---- Input

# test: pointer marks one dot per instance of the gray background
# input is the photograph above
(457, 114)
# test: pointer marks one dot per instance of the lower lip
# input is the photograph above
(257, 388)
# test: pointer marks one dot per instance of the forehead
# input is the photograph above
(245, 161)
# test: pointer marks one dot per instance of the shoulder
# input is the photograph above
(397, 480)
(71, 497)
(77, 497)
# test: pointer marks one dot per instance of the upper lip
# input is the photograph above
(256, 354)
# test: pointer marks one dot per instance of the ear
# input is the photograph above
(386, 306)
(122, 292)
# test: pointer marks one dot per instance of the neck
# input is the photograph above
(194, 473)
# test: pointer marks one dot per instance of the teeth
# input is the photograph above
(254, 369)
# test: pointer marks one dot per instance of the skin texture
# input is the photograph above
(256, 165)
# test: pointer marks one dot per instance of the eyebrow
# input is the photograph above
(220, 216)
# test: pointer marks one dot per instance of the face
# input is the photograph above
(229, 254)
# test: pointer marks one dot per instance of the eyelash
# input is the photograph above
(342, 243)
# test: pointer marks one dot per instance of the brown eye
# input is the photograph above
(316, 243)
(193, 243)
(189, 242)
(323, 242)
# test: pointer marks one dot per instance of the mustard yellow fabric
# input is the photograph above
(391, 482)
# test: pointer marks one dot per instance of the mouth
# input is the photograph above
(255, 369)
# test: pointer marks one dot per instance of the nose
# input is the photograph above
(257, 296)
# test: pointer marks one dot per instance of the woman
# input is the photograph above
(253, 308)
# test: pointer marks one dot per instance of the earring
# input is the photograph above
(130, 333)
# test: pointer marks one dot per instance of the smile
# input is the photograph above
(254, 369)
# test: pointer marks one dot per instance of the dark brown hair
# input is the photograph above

--------

- **Work order**:
Retype every line of the material exactly as given.

- **Worked solution**:
# test: pointer marks one dot per instance of the gray background
# input is the photograph above
(457, 114)
# test: pointer marks one dot per instance of the lower lip
# input is the photograph above
(257, 388)
# test: pointer marks one dot per instance of the forehead
# input is the photograph above
(245, 161)
# test: pointer marks one dot per instance of the shoulder
# input is the photograph above
(397, 480)
(71, 497)
(77, 497)
# test: pointer marks one dot per instance of the upper lip
# input is the photograph above
(256, 354)
# test: pointer marks one dot per instance of the ear
# input is the photograph above
(386, 306)
(122, 292)
# test: pointer marks one dot per instance of the neck
# input is the photograph above
(194, 473)
# test: pointer marks one dot per instance of the teeth
# input is the photograph above
(254, 369)
# test: pointer marks one dot per instance of the skin texture
# input is the photograph above
(256, 165)
# test: pointer marks one dot per instance of the eyebrow
# input is the photograph above
(220, 216)
# test: pointer marks one dot per instance of the face
# input is the photograph above
(229, 254)
# test: pointer marks one dot per instance of the eyelash
# input is the photograph above
(342, 243)
# test: pointer marks one dot per instance of the brown eye
# input is the photograph above
(316, 243)
(193, 243)
(189, 242)
(323, 242)
# test: pointer marks one dot per instance of the mustard yellow fabric
# input is the photograph above
(391, 482)
# test: pointer marks one dot per instance of the mouth
# input is the photograph above
(255, 369)
# test: pointer marks one dot per instance of the nose
# input is the photograph above
(257, 296)
# test: pointer marks one dot per instance of the woman
# input is the photograph above
(253, 308)
# test: pointer marks one dot per instance of the earring
# input is the photograph above
(130, 333)
# test: pointer marks one dot per instance of the smile
# input is the photograph above
(254, 369)
# test: pointer marks one dot per instance of the dark brown hair
# input is the photograph above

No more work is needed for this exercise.